#### Exercise description:
Copy every line of the data that includes the string "gets".

#### Available data:
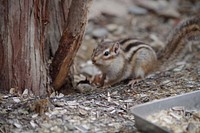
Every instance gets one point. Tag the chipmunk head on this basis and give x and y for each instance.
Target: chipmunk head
(105, 52)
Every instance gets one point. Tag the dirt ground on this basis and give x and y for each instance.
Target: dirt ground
(93, 109)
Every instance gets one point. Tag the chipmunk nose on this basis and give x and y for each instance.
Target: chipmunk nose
(94, 60)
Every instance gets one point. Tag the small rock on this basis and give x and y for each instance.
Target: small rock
(137, 10)
(16, 99)
(100, 32)
(112, 27)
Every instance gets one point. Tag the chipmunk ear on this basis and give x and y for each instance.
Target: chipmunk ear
(116, 47)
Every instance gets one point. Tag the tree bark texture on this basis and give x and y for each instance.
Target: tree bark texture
(70, 42)
(30, 32)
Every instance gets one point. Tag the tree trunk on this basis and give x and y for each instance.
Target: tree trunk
(69, 43)
(30, 31)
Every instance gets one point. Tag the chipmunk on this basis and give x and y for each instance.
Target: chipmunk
(132, 58)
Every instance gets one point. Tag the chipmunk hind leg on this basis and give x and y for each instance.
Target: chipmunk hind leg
(144, 63)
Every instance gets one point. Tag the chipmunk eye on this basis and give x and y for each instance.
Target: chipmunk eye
(106, 53)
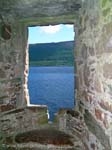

#### Your response:
Every instance gets one point. Tag the chipmunk head on this basis and give x and y for each instance.
Every instance gets one point. Tag the dirt ground on this basis and give x and y for each instance.
Every instance gets one point. Tag the chipmunk nose on this basis and give x and y for each instance.
Every instance gets one point. Tag the small rock on this basis and give x and y for each instance.
Every instance gets one point. Tag the chipmunk ear on this basis and give x and y for each instance.
Every instance gets one point. Tag the tree bark texture on this basis and give x and y for each instance.
Every instance gets one point. Tag the tree trunk on this basis and give x and y for each instance.
Every instance gets one point. Tag the chipmunk on this basis and give x and y for each instance.
Every instance gets one point. Tag the chipmunk hind leg on this basis and give x and y for each instance.
Every instance gets one point. Tag the chipmunk eye on this basis and give x and y for each instance.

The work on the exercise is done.